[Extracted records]
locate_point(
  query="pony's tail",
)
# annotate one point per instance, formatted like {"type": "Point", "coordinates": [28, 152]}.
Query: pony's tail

■ WHAT THE TASK ASKS
Copy the material above word for word, keeping every line as it is.

■ SOLUTION
locate_point(
  query="pony's tail",
)
# annotate one point per instance, formatted like {"type": "Point", "coordinates": [28, 152]}.
Query: pony's tail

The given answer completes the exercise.